Tugas yang Dikerjakan
a - Dalam kutipan tentang agroekosistem, apa saja komponen agroekosistem?
b - Tulis ulang tanpa perubahan bagian kutipan tentang agroekosistem di antara "Keterpaduan komponen AES" dan "hidup lainnya.", termasuk kedua bagian itu.
c - Buat lanjutan kutipan tentang agroekosistem, dimulai setelah kalimat terakhirnya.

Kutipan Pilihan
┄┄┄┄┄┄┄┄┄┄

Pendekatan agroekosistem berusaha menanggulangi
kerusakan lingkungan akibat penerapan sistem pertanian yang tidak tepat dan
pemecahan masalah pertanian spesifik akibat penggunaan masukan teknologi
(Sutanto, 2002).
Masalah lingkungan serius di pedesaan dan pertanian
adalah kerusakan hutan, meluasnya padang alang-alang, degradasi lahan dan
menurunnya lahan kritis, desertifikasi, serta menurunnya keanekaragaman.
Masalah lingkungan ini sebagai akibat adanya lapar lahan seiring meningkatnya
populasi penduduk, komersialisasi pertanian, masukan teknologi pertanian dan
permintaan konsumsi masyarakat.
Komponen Agroekosistem adalah : Petani., Lahan –
tanaman, .Ternak. dan
Manajemen/teknologi. Pendekatan
agroekosistem dalam peternakan adalah pengembangan peternakan dalam keterpaduan
wilayah pertanian spesifik. Dengan
demikian pendekatan agroekosistem dalam pengelolaan sumberdaya pakan adalah
pengelolaan potensi dan pemanfaatannya dalam keterpaduan wilayah pertanian dan
pengembangan peternakan. Kepentingan pendekatan agroekosistem adalah : 1)
Keterpaduan komponen AES untuk kepentingan ekonomis, 2) Keterpaduan komoditas untuk proses
produksi hulu ke hilir 3) Keterpaduan
wilayah untuk kelestarian lingkungan hidup / sumberdaya alam.
B. Lanskap
Lanskap adalah gabungan fitur-fitur buatan dan alamiah
yang membentuk karakteristik permukaan tanah, yang meliputi aspek spasial,
tekstural, komposisional dan dinamika tanah. Irwan (1992), menyatakan lanskap
merupakan wajah dan karakter lahan atau panorama dengan segala kehidupan apa
saja yang ada didalamnya, baik yang bersifat alami, non alami atau gabungan
keduanya yang merupakan bagian total lingkungan hidup manusia beserta makhluk
hidup lainnya.

┄┄┄┄┄┄┄┄┄┄

Isi Data
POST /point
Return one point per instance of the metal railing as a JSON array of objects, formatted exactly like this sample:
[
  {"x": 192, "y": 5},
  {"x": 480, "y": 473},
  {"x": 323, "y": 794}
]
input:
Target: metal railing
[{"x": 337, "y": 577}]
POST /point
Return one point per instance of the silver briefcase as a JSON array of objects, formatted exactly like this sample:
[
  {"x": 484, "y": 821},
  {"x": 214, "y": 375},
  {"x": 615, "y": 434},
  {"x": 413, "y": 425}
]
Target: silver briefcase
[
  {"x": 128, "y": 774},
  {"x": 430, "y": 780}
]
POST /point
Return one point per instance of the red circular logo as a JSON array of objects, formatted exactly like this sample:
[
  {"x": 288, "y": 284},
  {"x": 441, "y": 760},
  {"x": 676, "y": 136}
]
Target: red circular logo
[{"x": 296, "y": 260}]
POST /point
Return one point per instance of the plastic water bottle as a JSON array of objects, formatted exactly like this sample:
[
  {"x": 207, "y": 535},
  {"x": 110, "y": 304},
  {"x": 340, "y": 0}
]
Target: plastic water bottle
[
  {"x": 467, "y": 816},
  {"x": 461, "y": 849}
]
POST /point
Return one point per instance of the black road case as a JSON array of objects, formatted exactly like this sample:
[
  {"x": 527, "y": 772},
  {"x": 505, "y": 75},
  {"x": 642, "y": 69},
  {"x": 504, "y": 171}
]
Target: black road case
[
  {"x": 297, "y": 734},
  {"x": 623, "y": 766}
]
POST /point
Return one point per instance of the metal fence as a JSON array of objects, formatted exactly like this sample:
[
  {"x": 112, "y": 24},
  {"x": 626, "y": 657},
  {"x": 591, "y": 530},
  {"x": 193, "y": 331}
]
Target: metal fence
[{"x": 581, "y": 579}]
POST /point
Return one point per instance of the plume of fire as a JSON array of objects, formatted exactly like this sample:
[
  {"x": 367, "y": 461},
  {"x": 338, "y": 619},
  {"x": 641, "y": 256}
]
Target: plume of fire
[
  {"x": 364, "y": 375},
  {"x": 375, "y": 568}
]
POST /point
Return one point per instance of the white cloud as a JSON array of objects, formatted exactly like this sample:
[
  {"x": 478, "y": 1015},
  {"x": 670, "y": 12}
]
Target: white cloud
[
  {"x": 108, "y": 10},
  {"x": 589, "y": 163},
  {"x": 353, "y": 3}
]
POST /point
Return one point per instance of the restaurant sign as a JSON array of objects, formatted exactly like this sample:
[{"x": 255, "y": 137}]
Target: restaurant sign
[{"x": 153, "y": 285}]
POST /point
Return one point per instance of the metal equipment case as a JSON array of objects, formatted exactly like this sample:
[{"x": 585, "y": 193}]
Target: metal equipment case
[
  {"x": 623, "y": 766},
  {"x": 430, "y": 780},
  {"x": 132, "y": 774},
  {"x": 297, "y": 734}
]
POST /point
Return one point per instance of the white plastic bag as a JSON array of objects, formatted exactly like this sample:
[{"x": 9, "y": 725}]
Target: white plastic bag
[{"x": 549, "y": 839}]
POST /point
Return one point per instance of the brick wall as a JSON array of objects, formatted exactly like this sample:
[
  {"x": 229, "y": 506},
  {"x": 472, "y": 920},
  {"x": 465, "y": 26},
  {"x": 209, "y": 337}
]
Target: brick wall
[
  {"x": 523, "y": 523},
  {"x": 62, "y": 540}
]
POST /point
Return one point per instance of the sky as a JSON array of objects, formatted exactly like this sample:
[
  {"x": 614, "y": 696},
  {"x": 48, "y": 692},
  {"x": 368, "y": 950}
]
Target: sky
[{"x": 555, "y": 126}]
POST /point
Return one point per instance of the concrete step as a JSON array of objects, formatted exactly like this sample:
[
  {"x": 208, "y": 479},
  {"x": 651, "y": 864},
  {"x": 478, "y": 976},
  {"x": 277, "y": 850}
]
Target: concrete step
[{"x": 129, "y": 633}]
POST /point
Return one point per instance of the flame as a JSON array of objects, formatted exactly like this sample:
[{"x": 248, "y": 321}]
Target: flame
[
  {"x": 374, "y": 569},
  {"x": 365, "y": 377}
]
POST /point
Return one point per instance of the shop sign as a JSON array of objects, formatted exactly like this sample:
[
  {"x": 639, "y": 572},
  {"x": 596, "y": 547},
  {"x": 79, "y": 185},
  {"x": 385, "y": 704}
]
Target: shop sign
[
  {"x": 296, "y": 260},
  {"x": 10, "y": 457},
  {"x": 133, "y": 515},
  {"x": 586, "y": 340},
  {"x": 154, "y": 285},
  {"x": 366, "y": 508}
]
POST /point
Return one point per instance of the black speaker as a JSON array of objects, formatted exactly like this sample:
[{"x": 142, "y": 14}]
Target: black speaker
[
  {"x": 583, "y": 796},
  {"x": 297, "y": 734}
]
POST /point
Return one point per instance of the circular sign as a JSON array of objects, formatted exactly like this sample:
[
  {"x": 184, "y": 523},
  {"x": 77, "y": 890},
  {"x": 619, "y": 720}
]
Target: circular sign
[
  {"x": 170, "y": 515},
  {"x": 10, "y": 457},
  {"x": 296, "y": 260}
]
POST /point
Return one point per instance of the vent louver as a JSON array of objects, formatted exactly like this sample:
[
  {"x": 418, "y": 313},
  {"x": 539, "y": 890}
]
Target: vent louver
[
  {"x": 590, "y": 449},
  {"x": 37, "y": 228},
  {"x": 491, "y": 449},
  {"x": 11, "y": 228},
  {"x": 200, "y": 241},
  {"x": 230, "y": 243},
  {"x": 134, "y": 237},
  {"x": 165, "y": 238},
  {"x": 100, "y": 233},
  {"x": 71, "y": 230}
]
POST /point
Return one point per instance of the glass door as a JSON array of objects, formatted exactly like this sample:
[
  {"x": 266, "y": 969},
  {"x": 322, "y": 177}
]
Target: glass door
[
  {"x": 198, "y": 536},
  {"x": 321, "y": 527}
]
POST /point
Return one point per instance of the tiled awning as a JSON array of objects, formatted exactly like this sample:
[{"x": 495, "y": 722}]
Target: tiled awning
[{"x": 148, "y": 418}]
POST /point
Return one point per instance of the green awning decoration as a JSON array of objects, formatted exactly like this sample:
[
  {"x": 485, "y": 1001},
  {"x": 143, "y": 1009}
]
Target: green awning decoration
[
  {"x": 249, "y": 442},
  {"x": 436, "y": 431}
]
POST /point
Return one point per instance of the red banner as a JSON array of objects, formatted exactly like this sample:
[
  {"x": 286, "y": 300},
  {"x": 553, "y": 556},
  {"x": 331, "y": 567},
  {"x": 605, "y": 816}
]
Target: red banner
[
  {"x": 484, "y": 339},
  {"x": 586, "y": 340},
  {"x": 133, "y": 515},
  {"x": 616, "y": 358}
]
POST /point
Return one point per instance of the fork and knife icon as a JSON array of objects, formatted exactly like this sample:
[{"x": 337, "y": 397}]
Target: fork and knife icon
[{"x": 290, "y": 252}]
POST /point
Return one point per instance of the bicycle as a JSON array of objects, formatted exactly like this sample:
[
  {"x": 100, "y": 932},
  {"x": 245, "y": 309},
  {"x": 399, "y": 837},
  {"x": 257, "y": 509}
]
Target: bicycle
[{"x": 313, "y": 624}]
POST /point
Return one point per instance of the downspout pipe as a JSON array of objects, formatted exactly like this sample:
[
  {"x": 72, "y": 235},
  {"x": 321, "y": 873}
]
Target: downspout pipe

┄┄┄┄┄┄┄┄┄┄

Jawaban Berikut
a - Petani, lahan–tanaman, ternak, dan manajemen/teknologi.

b -
Keterpaduan komponen AES untuk kepentingan ekonomis, 2) Keterpaduan komoditas untuk proses
produksi hulu ke hilir 3) Keterpaduan
wilayah untuk kelestarian lingkungan hidup / sumberdaya alam.
B. Lanskap
Lanskap adalah gabungan fitur-fitur buatan dan alamiah
yang membentuk karakteristik permukaan tanah, yang meliputi aspek spasial,
tekstural, komposisional dan dinamika tanah. Irwan (1992), menyatakan lanskap
merupakan wajah dan karakter lahan atau panorama dengan segala kehidupan apa
saja yang ada didalamnya, baik yang bersifat alami, non alami atau gabungan
keduanya yang merupakan bagian total lingkungan hidup manusia beserta makhluk
hidup lainnya.

c -
Motloch (1993), menyatakan lanskap dalam definisi
kontemporernya meliputi daerah yang masih liar dan daerah yang terhuni. Daerah
yang masih liar adalah lanskap alami dan daerah yang berpenghuni adalah lanskap
buatan. Lanskap juga berarti suatu keadaan pada suatu masa yang merupakan
bagian ekspresi dan pengaruh dari unsur-unsur ekologi, teknologi dan budaya
C. Agroekosistem
Lahan Kering
Lahan kering adalah bagian dari ekosistem teresterial yang luasnya relatif
luas dibandingkan dengan lahan basah. Selanjutnya menurut Hidayat dkk (2000) lahan kering adalah hamparan lahan
yang tidak pernah digenangi air atau tergenang air pada sebagian waktu selama
setahun. Lahan kering secara keseluruhan memiliki luas lebih kurang 70
%. Pada saat ini pemanfaatan lahan kering untuk keperluan
pertanian baik tanaman semusim maupun tanaman tahunan/ perkebunan sudah sangat
berkembang. Pertambahan jumlah penduduk yang terjadi dengan sangat cepat
menyebabkan kebutuhan akan bahan pangan dan perumahan juga akan
meningkat. Sejalan dengan itu pengembangan lahan kering untuk
pertanian tanaman pangan dan perkebunan untuk memenuhi kebutuhan sudah
merupakan keharusan. Usaha intensifikasi dengan pola usaha tani belum
bisa memenuhi kebutuhan. Upaya lainnya dengan pembukaan lahan baru
sudah tidak terelakkan lagi.
Sejak akhir abad ke 19 perkembangan pertanian lahan kering khususnya di
pulau Jawa dirasakan sangat pesat dan sampai saat ini sudah menyebar ke luar
pulau Jawa. Antara tahun 1875 – 1925 (50 tahun) peningkatannya mencapai
lebih dari 350 persen. Hal ini terjadi akibat ketersediaan lahan
basah di dataran rendah bagi kebanyakan petani yang memanfaatkannya
sebagai lahan pertanian pangan semakin berkurang. Sebagian lagi
penyusutan lahan basah didataran rendah akibat konversi lahan menjadi lahan non
pertanian yang tidak terkendali. Lahan kering dapat dibagi
dalam dua golongan yaitu lahan kering dataran rendah yang berada pada
ketinggian antara 0 – 700 meter dpl dan lahan kering dataran tinggi barada pada
ketinggi diatas 700 meter dpl (Hidayat, 2000).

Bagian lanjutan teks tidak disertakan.